[Task instructions]
Set the images aside and retype the whole listing exactly.

[Source information]
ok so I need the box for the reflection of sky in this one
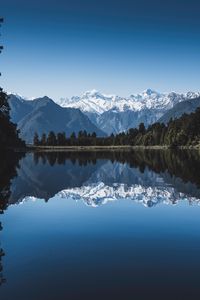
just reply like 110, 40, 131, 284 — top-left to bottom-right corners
1, 197, 200, 299
2, 148, 200, 297
1, 0, 200, 99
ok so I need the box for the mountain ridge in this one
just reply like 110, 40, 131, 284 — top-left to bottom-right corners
8, 89, 200, 136
8, 95, 106, 143
158, 96, 200, 124
56, 89, 200, 114
56, 89, 200, 134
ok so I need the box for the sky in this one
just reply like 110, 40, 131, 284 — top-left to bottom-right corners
0, 0, 200, 100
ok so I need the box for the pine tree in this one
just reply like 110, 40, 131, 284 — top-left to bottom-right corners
70, 132, 76, 146
57, 132, 66, 146
33, 133, 40, 146
139, 123, 146, 135
47, 131, 57, 146
41, 133, 47, 146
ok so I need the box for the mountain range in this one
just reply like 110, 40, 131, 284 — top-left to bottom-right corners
8, 94, 105, 143
57, 89, 200, 134
8, 89, 200, 143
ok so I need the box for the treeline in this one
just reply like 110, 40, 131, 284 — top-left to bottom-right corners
129, 108, 200, 147
33, 131, 98, 146
33, 106, 200, 147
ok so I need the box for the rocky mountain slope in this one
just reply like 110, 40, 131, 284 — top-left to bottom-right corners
8, 94, 106, 143
158, 96, 200, 124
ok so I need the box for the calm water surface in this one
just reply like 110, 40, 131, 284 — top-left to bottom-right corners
1, 150, 200, 299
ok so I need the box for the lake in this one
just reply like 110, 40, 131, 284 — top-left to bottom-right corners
1, 150, 200, 299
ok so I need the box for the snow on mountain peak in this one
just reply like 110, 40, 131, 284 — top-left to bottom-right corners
56, 182, 198, 208
142, 88, 159, 96
56, 89, 200, 115
82, 89, 108, 98
9, 93, 36, 102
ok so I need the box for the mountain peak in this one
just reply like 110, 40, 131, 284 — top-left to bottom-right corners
82, 89, 99, 97
35, 95, 52, 101
81, 89, 114, 100
33, 96, 55, 104
142, 88, 159, 96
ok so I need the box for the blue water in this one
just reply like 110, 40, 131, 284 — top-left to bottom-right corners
1, 151, 200, 299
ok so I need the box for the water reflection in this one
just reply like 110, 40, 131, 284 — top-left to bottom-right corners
0, 222, 5, 286
1, 150, 200, 299
1, 149, 200, 208
0, 150, 25, 287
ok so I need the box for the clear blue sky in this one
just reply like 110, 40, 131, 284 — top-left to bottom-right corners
0, 0, 200, 100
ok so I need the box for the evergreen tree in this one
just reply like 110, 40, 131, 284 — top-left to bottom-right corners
70, 132, 76, 146
33, 133, 40, 146
139, 123, 146, 134
91, 132, 96, 138
41, 133, 47, 146
57, 132, 66, 146
47, 131, 57, 146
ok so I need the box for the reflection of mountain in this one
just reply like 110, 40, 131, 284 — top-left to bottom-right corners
5, 150, 200, 208
57, 183, 198, 207
9, 153, 105, 203
85, 161, 164, 187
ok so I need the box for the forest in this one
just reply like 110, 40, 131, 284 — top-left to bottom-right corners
34, 107, 200, 147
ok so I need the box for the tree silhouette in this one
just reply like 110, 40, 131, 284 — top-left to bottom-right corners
0, 18, 25, 148
47, 131, 57, 146
33, 132, 40, 146
0, 222, 5, 286
41, 133, 47, 146
57, 132, 66, 146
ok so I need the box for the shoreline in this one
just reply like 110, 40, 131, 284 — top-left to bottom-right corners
14, 145, 200, 152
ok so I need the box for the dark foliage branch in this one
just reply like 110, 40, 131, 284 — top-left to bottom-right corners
0, 18, 25, 149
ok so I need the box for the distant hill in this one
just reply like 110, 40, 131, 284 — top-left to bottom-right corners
158, 97, 200, 124
8, 95, 106, 143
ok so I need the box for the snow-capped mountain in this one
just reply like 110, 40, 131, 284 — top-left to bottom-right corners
8, 89, 200, 136
18, 182, 200, 208
56, 89, 200, 134
57, 182, 199, 208
57, 89, 200, 114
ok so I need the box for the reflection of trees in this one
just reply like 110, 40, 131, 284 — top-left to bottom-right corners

[Result]
ok so I need the box for the reflection of sky in this one
just reply like 110, 40, 131, 284 — top-left to bottom-right corners
1, 197, 200, 299
2, 148, 200, 297
1, 0, 200, 99
ok so I need the box for the mountain ridge in this one
just reply like 110, 40, 131, 284 — top-left to bottom-right corners
8, 89, 200, 136
8, 95, 106, 143
158, 96, 200, 124
56, 89, 200, 114
56, 89, 200, 134
ok so I need the box for the sky in this one
just reply like 110, 40, 131, 284 — top-left to bottom-right corners
0, 0, 200, 100
ok so I need the box for the pine tree in this one
just reply like 110, 40, 131, 284 — top-left to bottom-right corners
70, 132, 76, 146
57, 132, 66, 146
33, 133, 40, 146
139, 123, 146, 135
47, 131, 57, 146
41, 133, 47, 146
ok so I need the box for the mountain range in this one
just reply like 110, 40, 131, 284 — top-left to bottom-right corners
8, 94, 105, 143
57, 89, 200, 134
8, 89, 200, 143
ok so I need the box for the treeline in this one
just reply like 110, 40, 131, 284 — top-left to bottom-right corners
129, 108, 200, 147
33, 131, 98, 146
33, 106, 200, 147
ok so I need the box for the rocky mountain slope in this one
just reply like 110, 40, 131, 284 — top-left to bottom-right corners
8, 94, 106, 143
158, 96, 200, 124
ok so I need the box for the calm water surface in this one
just reply like 110, 40, 131, 284 — top-left to bottom-right corners
1, 150, 200, 299
ok so I need the box for the lake in this one
just reply like 110, 40, 131, 284 — top-left to bottom-right corners
1, 150, 200, 299
ok so I need the box for the snow on mountain peak in this one
just reply like 110, 40, 131, 284 — top-left to bottom-right corners
56, 182, 198, 208
142, 88, 159, 96
56, 89, 200, 115
82, 89, 108, 98
9, 93, 36, 102
ok so I need the box for the mountain peak in this one
just reply like 110, 40, 131, 284 — top-left to bottom-right corners
82, 89, 99, 97
35, 95, 52, 101
81, 89, 114, 100
33, 96, 55, 104
142, 88, 159, 96
ok so I need the box for the blue water in this one
just reply like 110, 40, 131, 284 — top-left to bottom-right corners
1, 151, 200, 299
ok so I need the box for the water reflection in this one
just reply like 110, 40, 131, 284 — top-left to bottom-right corners
0, 222, 5, 286
1, 150, 200, 299
1, 149, 200, 208
0, 150, 25, 287
ok so I need the box for the clear blue sky in this one
just reply like 110, 40, 131, 284 — top-left to bottom-right corners
0, 0, 200, 100
ok so I need the box for the evergreen tree in this one
just reply like 110, 40, 131, 284 — top-left to bottom-right corners
70, 132, 76, 146
33, 133, 40, 146
139, 123, 146, 134
91, 132, 96, 138
41, 133, 47, 146
57, 132, 66, 146
47, 131, 57, 146
ok so I need the box for the reflection of mountain in this one
just reply like 110, 40, 131, 284 — top-left to bottom-right corners
5, 150, 200, 208
57, 183, 198, 207
9, 153, 105, 203
85, 161, 164, 187
ok so I need the box for the forest in this one
just reply like 110, 40, 131, 284 — top-left to bottom-right corners
34, 107, 200, 147
ok so I need the box for the tree silhouette in this one
just reply like 110, 40, 131, 284 — top-left to bottom-right corners
0, 18, 25, 148
47, 131, 57, 146
33, 132, 40, 146
0, 222, 5, 286
41, 133, 47, 146
57, 132, 66, 146
ok so I need the box for the shoreline in this one
just reply like 110, 40, 131, 284 — top-left to bottom-right corners
14, 145, 200, 152
ok so I need the box for the dark foliage branch in this one
just reply like 110, 40, 131, 284 — top-left to bottom-right corners
0, 18, 25, 149
ok so I need the box for the distant hill in this one
just reply like 110, 40, 131, 284 — top-left to bottom-right corners
158, 97, 200, 124
8, 95, 106, 143
ok so I need the box for the snow-capped mountain in this one
just reply like 110, 40, 131, 284 — top-left to bottom-right corners
8, 89, 200, 136
18, 182, 200, 208
56, 89, 200, 134
57, 182, 199, 208
57, 89, 200, 114
ok so I need the box for the reflection of trees in this one
just reply like 110, 40, 131, 284 — top-left to bottom-right corners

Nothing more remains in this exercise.